** SOURCE RECORDS **

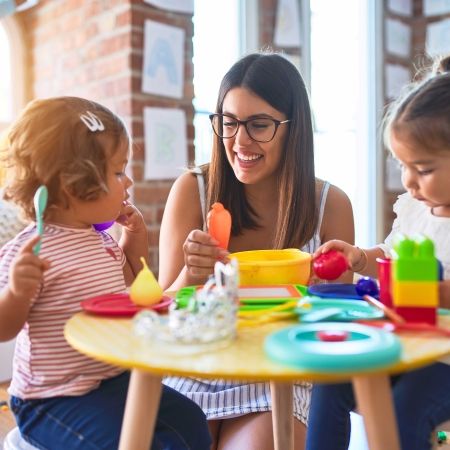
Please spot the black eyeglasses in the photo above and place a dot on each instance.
(260, 129)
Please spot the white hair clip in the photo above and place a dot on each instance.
(92, 121)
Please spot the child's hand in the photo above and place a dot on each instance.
(353, 254)
(26, 271)
(131, 218)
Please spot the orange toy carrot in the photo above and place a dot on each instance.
(219, 224)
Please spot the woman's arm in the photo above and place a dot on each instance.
(337, 222)
(186, 254)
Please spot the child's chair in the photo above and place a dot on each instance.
(14, 441)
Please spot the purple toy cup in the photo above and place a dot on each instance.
(384, 278)
(104, 225)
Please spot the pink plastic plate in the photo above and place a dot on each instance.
(120, 305)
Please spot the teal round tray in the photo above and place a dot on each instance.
(365, 348)
(350, 309)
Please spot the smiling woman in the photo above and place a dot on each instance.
(262, 171)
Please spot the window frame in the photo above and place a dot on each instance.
(14, 35)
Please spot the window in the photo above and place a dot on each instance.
(5, 79)
(344, 98)
(221, 37)
(12, 76)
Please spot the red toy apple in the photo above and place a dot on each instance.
(330, 265)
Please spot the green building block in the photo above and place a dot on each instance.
(414, 259)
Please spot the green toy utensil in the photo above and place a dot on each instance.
(40, 203)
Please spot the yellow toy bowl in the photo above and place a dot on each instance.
(267, 267)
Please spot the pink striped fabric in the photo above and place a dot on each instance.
(84, 263)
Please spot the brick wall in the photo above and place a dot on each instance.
(94, 49)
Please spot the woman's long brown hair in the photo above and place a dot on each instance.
(278, 82)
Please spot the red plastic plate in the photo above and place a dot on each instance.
(120, 305)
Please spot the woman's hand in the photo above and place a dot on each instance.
(201, 252)
(354, 255)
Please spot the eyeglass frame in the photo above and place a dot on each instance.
(244, 122)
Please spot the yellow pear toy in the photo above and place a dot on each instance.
(145, 290)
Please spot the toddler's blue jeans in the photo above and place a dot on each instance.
(421, 399)
(93, 421)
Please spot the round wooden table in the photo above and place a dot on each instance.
(112, 340)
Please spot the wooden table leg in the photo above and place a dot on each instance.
(144, 393)
(282, 415)
(374, 402)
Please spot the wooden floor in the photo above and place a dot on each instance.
(6, 417)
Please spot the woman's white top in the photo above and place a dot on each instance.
(225, 399)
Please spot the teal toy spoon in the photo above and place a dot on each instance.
(40, 203)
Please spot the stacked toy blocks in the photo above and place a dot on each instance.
(415, 275)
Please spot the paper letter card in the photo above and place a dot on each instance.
(165, 143)
(163, 68)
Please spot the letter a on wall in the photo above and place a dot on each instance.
(162, 72)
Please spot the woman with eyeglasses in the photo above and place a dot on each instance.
(262, 171)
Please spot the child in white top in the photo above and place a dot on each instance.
(418, 134)
(62, 399)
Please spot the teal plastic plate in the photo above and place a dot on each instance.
(365, 347)
(350, 309)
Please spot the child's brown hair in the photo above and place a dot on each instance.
(64, 143)
(422, 114)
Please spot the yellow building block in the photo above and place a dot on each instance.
(415, 293)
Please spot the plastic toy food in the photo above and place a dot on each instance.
(145, 290)
(367, 286)
(219, 224)
(330, 265)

** EXERCISE BRIEF **
Repeat each entry exactly as it appears; skip any picture.

** OUTPUT OF THE TASK **
Please spot the black eyeglasses in the photo above and place a dot on each instance.
(260, 129)
Please spot the white hair clip in the photo above and place a dot on each instance.
(92, 121)
Please spot the child's hand in the photo above and place a dot on each instance.
(353, 254)
(26, 271)
(131, 218)
Please spot the orange toy carrot in the photo above and place a dot on each instance.
(219, 224)
Please spot the woman's arm in the photo above and place a dot on each instance.
(337, 222)
(186, 254)
Please spot the child's chair in the photo above and place a dot on each instance.
(14, 441)
Please spot the purple toy cup in the photo above and place a dot on each instance.
(384, 278)
(104, 225)
Please spot the pink plastic plate in the photo above and place a dot on each instance.
(120, 305)
Please spot the teal round tray in the photo above and place a dot on each instance.
(365, 348)
(350, 309)
Please spot the smiling woman in the photo above and place a dot on each instance.
(262, 171)
Please spot the window frame in the photo above and place a dot on each instance.
(14, 35)
Please spot the window in the photo above and place a dot on each instance.
(5, 79)
(344, 98)
(221, 37)
(12, 76)
Please spot the red toy apple in the photo above and place a dot on each instance.
(330, 265)
Please spot the green building block in the photo above and place a dot on each instance.
(414, 259)
Please spot the green toy utensil in the photo above and place a dot on each instance.
(40, 203)
Please spot the yellow toy bowl in the photo above and place a dot on each instance.
(267, 267)
Please spot the pink striped fabric in the photo above and place a dot on each instance.
(84, 263)
Please spot the brick wall in the photo above and place a dot on each instance.
(94, 49)
Please spot the woman's long brown hair in the photo above and place a dot on each instance.
(278, 82)
Please spot the red plastic plate in the photo above and place a dot on each instance.
(120, 305)
Please spot the woman's hand in the photo above and place a dot on each instance.
(201, 252)
(354, 255)
Please spot the eyeglass frame in the photo above and place a dot on each instance.
(244, 122)
Please spot the yellow pear toy in the photo above and place a dot on each instance.
(145, 290)
Please spot the toddler's blue jeans in the photo above and place a dot on each instance.
(421, 399)
(93, 421)
Please spot the round wooden table in the photo above and place a dot on each instance.
(112, 340)
Please spot the wooden table leg in the photo above and place a dot on each instance.
(144, 393)
(282, 415)
(374, 402)
Please spot the wooden floor in the photo above and place a dot on each instance.
(6, 417)
Please spot the woman's white top in the photo above and place a dot on each instance.
(225, 399)
Please spot the teal toy spoon in the photo above and place a dot on each instance.
(40, 203)
Please spot the stacked toy blocks in the photo above and place a dot on each instance.
(415, 275)
Please spot the paper letter card in the photo above and place a dot on each instance.
(165, 143)
(163, 68)
Please spot the letter a on wall in the photo above and place a dot on each instance.
(162, 72)
Please spot the woman with eyeglasses in the photo above and place a dot on each instance.
(262, 171)
Please spot the child in white top in the photo above and place a dot on each instance.
(418, 134)
(62, 399)
Please spot the teal plastic plate in the photo above and place a dot on each instance.
(365, 347)
(350, 309)
Please spot the child's brown hair in the photo above and place a dot on each instance.
(64, 143)
(422, 114)
Please spot the yellow building block in the photo above and place a dot on each instance.
(415, 293)
Please spot the plastic toy food in the photo above and place a dot on each instance.
(145, 290)
(367, 286)
(219, 224)
(330, 265)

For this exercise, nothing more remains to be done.